=== SOURCE ===
Carbon dioxide is an all too common waste product of industry, belched into the air in huge amounts from smokestacks. Now, researchers have developed a new type of fluorinated membrane that can selectively filter CO2 out of flue gas at the point of release.

Carbon capture is a promising avenue of research to help slow the march of climate change, preventing greenhouse gases from being released in the first place. To this end, scientists are exploring many different technologies, including clay, bubble-like membranes, ionic liquids, metal-organic frameworks, and porous powders.

The new study, by researchers at Oak Ridge National Laboratory and the University of Tennessee, builds on one of the simplest forms of carbon capture: polymer membranes. These can be stretched across a facility’s chimney where they selectively filter carbon dioxide out of flue gas, while allowing gases like oxygen and nitrogen to escape into the atmosphere.

The secret ingredient of the team’s new membrane is fluorine. This element bonds particularly strongly to carbon, making it an attractive option for carbon capture. The researchers started with a fluorine-based polymer, then heated it to carbonize it. This gives the material a porous structure while maintaining the fluorinated groups, which boosts how much it selects for CO2.

An artist's impression of a fluorine-based membrane that selectively filters out carbon dioxide
An artist's impression of a fluorine-based membrane that selectively filters out carbon dioxide

“The approach resulted in a carbon dioxide-philic material with high surface area and ultra-micropores that is stable in high-temperature operating conditions,” says Zhenzhen Yang, first author of the study. “All of these factors make it a promising candidate for carbon-capture and separation membranes.”

Normally, membranes like this have a trade-off between selectivity for certain gases, and permeability – as one goes up, the other goes down. But the team says that the fluorine-based membrane balances the two properties well, breaking what’s known as the Robeson upper limit. Few materials have achieved this, the team says.

Better yet, fluorine and the other starting materials are abundant and inexpensive, and the process to make them is simple, which will help in scaling up.

In future work, the team plans to further investigate the mechanism for fluorine’s CO2 selectivity, and try to improve the recipe further.

The research was published in the journal Chem.

Source: Oak Ridge National Laboratory

7 comments
7 comments
entitledparasite
It is reassuring to see the effort being made to capture CO2. Given that we have built a CO2 greenhouse around the earth, dismantling the greenhouse ASAP should be first priority for as long as it exists it will continue to warm the earth even if our emissions are completely eliminated.

=== LISTING ===

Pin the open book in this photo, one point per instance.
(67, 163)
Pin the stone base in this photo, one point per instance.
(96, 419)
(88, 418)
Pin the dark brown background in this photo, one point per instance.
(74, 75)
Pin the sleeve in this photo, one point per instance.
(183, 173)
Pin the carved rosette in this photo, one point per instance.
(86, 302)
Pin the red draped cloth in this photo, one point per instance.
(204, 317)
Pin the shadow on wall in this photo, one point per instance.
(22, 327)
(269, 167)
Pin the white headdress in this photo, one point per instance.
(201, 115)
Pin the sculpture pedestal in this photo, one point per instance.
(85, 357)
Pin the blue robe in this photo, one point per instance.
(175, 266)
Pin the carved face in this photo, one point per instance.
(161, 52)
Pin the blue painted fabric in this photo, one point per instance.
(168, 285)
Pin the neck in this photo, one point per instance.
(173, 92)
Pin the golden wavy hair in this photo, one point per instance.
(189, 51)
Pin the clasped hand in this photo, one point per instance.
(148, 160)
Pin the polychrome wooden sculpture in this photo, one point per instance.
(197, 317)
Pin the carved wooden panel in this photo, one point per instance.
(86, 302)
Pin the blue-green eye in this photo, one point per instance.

...

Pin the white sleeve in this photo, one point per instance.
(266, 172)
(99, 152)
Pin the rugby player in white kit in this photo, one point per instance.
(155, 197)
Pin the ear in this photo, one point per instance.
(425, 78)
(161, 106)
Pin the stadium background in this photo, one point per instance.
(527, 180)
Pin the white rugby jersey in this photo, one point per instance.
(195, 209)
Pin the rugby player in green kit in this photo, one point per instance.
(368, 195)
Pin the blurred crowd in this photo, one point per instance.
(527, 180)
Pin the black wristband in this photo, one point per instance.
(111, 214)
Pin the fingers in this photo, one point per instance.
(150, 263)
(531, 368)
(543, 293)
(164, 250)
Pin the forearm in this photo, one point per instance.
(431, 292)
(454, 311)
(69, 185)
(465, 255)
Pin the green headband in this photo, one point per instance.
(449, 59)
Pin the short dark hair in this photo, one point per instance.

* * *

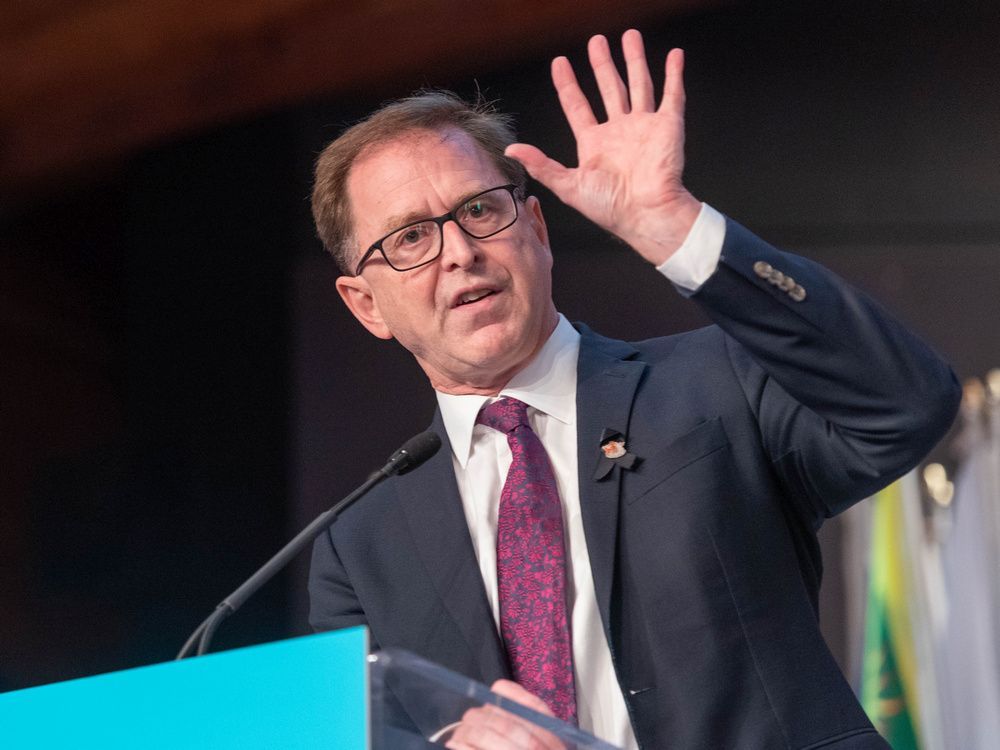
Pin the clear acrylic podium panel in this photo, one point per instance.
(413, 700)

=== WHAT NEEDS TO BE DONE ===
In the article on the fluorinated carbon-capture membrane, researchers at which two institutions carried out the new study?

=== SOLUTION FOR THIS TASK ===
Oak Ridge National Laboratory and the University of Tennessee.